▸ **Entries**
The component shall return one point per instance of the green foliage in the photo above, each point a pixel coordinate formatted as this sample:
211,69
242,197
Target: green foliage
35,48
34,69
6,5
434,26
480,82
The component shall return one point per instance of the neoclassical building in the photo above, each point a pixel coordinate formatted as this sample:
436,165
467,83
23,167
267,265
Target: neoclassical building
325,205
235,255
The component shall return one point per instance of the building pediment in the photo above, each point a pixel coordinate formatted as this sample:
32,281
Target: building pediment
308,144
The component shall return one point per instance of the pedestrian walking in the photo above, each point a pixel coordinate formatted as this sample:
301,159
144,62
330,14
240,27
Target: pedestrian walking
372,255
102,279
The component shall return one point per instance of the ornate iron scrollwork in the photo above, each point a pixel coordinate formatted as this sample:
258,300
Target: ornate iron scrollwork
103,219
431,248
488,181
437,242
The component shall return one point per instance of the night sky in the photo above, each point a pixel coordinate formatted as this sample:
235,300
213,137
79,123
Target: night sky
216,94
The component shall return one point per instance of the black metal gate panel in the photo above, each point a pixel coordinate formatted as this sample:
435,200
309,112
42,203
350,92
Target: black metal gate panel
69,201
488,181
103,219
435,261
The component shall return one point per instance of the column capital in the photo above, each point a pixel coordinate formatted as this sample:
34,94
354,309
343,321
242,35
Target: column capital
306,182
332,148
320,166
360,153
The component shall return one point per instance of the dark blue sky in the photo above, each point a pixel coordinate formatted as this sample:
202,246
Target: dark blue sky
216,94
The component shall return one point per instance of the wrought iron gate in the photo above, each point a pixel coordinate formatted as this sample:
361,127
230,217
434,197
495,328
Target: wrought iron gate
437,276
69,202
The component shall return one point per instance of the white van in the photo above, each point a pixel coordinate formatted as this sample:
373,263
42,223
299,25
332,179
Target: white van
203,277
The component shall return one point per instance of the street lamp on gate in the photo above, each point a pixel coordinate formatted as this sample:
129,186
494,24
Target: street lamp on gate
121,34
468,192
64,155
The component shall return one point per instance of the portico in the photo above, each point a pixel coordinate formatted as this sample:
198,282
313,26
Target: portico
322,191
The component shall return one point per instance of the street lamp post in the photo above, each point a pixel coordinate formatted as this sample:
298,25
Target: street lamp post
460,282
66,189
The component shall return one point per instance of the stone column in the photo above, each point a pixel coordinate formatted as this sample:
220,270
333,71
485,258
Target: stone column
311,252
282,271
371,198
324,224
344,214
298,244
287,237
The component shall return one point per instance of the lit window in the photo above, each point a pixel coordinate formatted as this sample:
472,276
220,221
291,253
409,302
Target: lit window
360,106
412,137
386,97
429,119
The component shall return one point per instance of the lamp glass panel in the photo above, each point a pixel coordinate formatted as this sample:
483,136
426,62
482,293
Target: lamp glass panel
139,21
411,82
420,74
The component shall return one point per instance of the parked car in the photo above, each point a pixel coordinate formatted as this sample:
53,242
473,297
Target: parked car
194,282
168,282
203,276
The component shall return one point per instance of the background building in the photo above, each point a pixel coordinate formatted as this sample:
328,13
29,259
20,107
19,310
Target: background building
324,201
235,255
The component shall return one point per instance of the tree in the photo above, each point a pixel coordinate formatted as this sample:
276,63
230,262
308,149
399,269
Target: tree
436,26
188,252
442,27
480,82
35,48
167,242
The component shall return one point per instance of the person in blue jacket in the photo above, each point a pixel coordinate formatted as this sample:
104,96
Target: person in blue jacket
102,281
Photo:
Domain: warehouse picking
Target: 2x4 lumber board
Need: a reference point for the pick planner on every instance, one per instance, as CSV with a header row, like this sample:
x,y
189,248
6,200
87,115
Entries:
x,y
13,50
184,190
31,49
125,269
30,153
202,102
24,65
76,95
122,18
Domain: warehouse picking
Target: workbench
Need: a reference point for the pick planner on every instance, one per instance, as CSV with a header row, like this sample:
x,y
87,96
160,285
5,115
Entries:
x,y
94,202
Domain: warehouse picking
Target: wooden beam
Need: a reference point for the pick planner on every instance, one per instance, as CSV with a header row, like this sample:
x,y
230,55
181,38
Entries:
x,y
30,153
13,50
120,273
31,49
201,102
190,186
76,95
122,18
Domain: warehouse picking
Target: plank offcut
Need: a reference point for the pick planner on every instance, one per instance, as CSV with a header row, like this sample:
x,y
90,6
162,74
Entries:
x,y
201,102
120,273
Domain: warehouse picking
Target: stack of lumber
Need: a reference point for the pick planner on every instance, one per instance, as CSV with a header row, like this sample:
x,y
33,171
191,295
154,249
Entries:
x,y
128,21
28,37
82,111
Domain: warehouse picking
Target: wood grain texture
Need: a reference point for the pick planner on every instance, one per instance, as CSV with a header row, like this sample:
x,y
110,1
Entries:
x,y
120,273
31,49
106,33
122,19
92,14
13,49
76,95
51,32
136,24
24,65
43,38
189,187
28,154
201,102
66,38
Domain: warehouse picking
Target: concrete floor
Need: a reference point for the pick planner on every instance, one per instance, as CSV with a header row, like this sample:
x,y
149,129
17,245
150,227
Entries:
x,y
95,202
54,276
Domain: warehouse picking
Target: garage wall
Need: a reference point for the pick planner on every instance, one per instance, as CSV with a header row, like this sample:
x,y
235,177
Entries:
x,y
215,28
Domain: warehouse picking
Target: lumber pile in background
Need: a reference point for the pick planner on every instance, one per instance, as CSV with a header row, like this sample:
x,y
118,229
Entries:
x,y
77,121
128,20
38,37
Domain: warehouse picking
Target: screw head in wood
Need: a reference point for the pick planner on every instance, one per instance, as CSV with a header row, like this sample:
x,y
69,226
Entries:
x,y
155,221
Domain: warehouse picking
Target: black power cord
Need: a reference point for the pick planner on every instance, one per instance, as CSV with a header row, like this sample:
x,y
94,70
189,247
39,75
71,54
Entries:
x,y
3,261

▸ **What you will do**
Copy out the data shown above without altering anything.

▸ **Answer below**
The component shall return one point per instance of the green foliage in the photo above, each point a pixel coordinate formatted as this sample:
211,69
242,197
Target: green foliage
35,48
34,69
6,5
434,26
480,82
The component shall return one point per instance of the neoclassical building in the photo above, each point a pixel coordinate formatted as this sample:
436,165
467,83
23,167
267,265
Target: neoclassical building
325,205
235,255
The component shall return one point per instance of the building pediment in the photo above, each point a pixel coordinate formatted as this sample:
32,281
Target: building pediment
308,144
The component shall return one point per instance of the pedestrian walking in the photo above, each point a pixel coordinate formatted as this sample:
301,159
144,62
330,14
240,27
Target: pedestrian walking
372,255
102,279
The component shall return one point per instance of the ornate iron scrollwork in the photo above, each point a pixel coordinate formatted as this sample:
258,300
Target: ornate iron scrollwork
103,219
431,248
488,181
437,242
The component shall return one point per instance of the night sky in the photo above, each point a pixel coordinate formatted as this sample:
235,300
213,137
79,123
Target: night sky
216,94
The component shall return one point per instance of the black metal gate panel in the photo above, each point a pixel coordinate formatted as this sample:
435,200
309,112
42,203
350,92
Target: black metal gate panel
69,201
488,181
103,219
435,261
The component shall return one point per instance of the column capital in the photo above, each point a pixel coordinate formatted as this sample:
34,94
354,309
343,321
242,35
Target: column capital
306,182
332,148
320,166
360,153
The component shall return one point per instance of the dark blue sky in the photo above, each point a pixel coordinate formatted as this sample:
202,246
Target: dark blue sky
216,94
The component shall return one point per instance of the wrought iron gate in the photo above, each point a pixel coordinate formatted as this sample:
361,127
230,217
434,197
495,328
Target: wrought iron gate
437,276
69,202
The component shall return one point per instance of the white van in the photo above, each point a pixel coordinate formatted as this sample:
373,263
42,223
299,25
332,179
Target: white van
203,277
The component shall return one point per instance of the street lamp on gate in the photo above, each point a pixel coordinate formatted as this sample:
129,186
494,24
Target: street lamp on gate
121,34
468,192
64,155
The component shall return one point per instance of the portico in the photo above, each point a pixel coordinate formatted as this sample:
198,282
313,26
Target: portico
322,191
The component shall return one point per instance of the street lamp post in the photo above, each point a pixel coordinate formatted as this sample:
298,25
Target: street lamp post
460,282
66,189
The component shall return one point per instance of the stone column in the photo above, each point a pixel coordinate formatted as this sample:
220,270
333,71
485,258
Target: stone column
311,252
282,271
371,198
324,224
344,214
298,244
287,237
The component shall return one point per instance of the lit window in the photo above, each point a pixel coordinate formatted as this sample:
472,276
220,221
291,253
409,302
Target: lit window
360,106
412,137
386,97
429,119
The component shall return one point per instance of the lamp glass panel in the photo above, each point a pixel coordinate formatted as this sample:
483,136
426,62
482,293
Target: lamp glass panel
139,21
411,82
420,74
The component shall return one point per instance of the parked car in the photo above, each point a pixel coordinate formatted as this sample:
53,242
473,297
Target: parked car
194,282
168,282
203,276
The component shall return one point per instance of the background building in the photo above, each point a pixel coordinate formatted as this sample:
328,13
29,259
20,107
19,310
Target: background building
324,201
235,255
The component shall return one point per instance of the tree in the photo above, each point a pixel coordinate formatted as this sample:
276,63
230,262
308,149
399,269
Target: tree
436,26
188,252
442,27
480,82
35,48
167,242
The component shall return one point per instance of the person in blue jacket in the photo above, each point a pixel coordinate formatted as this sample:
104,96
Target: person in blue jacket
102,281
Photo:
Domain: warehouse picking
Target: 2x4 lumber board
Need: a reference point for the pick planner on every instance, one per instance, as CSV with a header row, like this sample:
x,y
189,248
6,200
87,115
Entries:
x,y
13,50
184,190
31,49
125,269
30,153
202,102
24,65
76,95
122,18
Domain: warehouse picking
Target: workbench
Need: a reference point for the pick planner on every instance, one per instance, as CSV with a header row, like this sample:
x,y
87,96
160,285
5,115
Entries:
x,y
94,202
Domain: warehouse picking
Target: wooden beam
Need: a reference point for the pick planner on every instance, one per instance, as CSV with a header row, like this sample:
x,y
230,55
181,38
Entries:
x,y
30,153
13,50
120,273
31,49
201,102
190,186
76,95
122,18
Domain: warehouse picking
Target: plank offcut
Need: a reference point for the pick planner on every instance, one per instance, as CSV with a header row, like this sample:
x,y
90,6
162,74
Entries:
x,y
201,102
120,273
Domain: warehouse picking
Target: stack of lumber
Need: a reference point for the pick planner on every instance, one per instance, as CSV with a header row, like this sample:
x,y
33,171
191,295
154,249
Entries:
x,y
128,21
28,37
82,111
Domain: warehouse picking
Target: wood grain texture
Need: a reference point for the pick planner on every instance, one per instance, as CSV with a header row, like this sample:
x,y
110,1
Entries:
x,y
120,273
31,49
106,33
122,19
92,14
13,49
76,95
51,32
136,24
24,65
43,38
189,187
28,154
201,102
66,38
Domain: warehouse picking
Target: concrete floor
Need: a reference point for the pick planner on every instance, one per instance, as CSV with a header row, like this sample:
x,y
149,129
17,245
150,227
Entries:
x,y
95,202
54,276
Domain: warehouse picking
Target: garage wall
Need: a reference point for the pick planner on every instance, one per instance, as CSV with a header row, like this sample:
x,y
235,177
Entries:
x,y
215,28
Domain: warehouse picking
Target: lumber pile in background
Need: a reference point for the pick planner on every instance, one per instance, as CSV with a header row, like this sample:
x,y
118,229
Entries:
x,y
77,121
128,20
38,37
Domain: warehouse picking
Target: screw head in wood
Need: a reference point for the pick planner on every instance, one per instance, as CSV with a header row, like this sample:
x,y
69,226
Entries:
x,y
155,221
Domain: warehouse picking
Target: black power cord
Need: a reference point for the pick planner on every instance, one per instance, as CSV with a header row, like this sample:
x,y
94,70
189,247
39,75
71,54
Entries:
x,y
3,261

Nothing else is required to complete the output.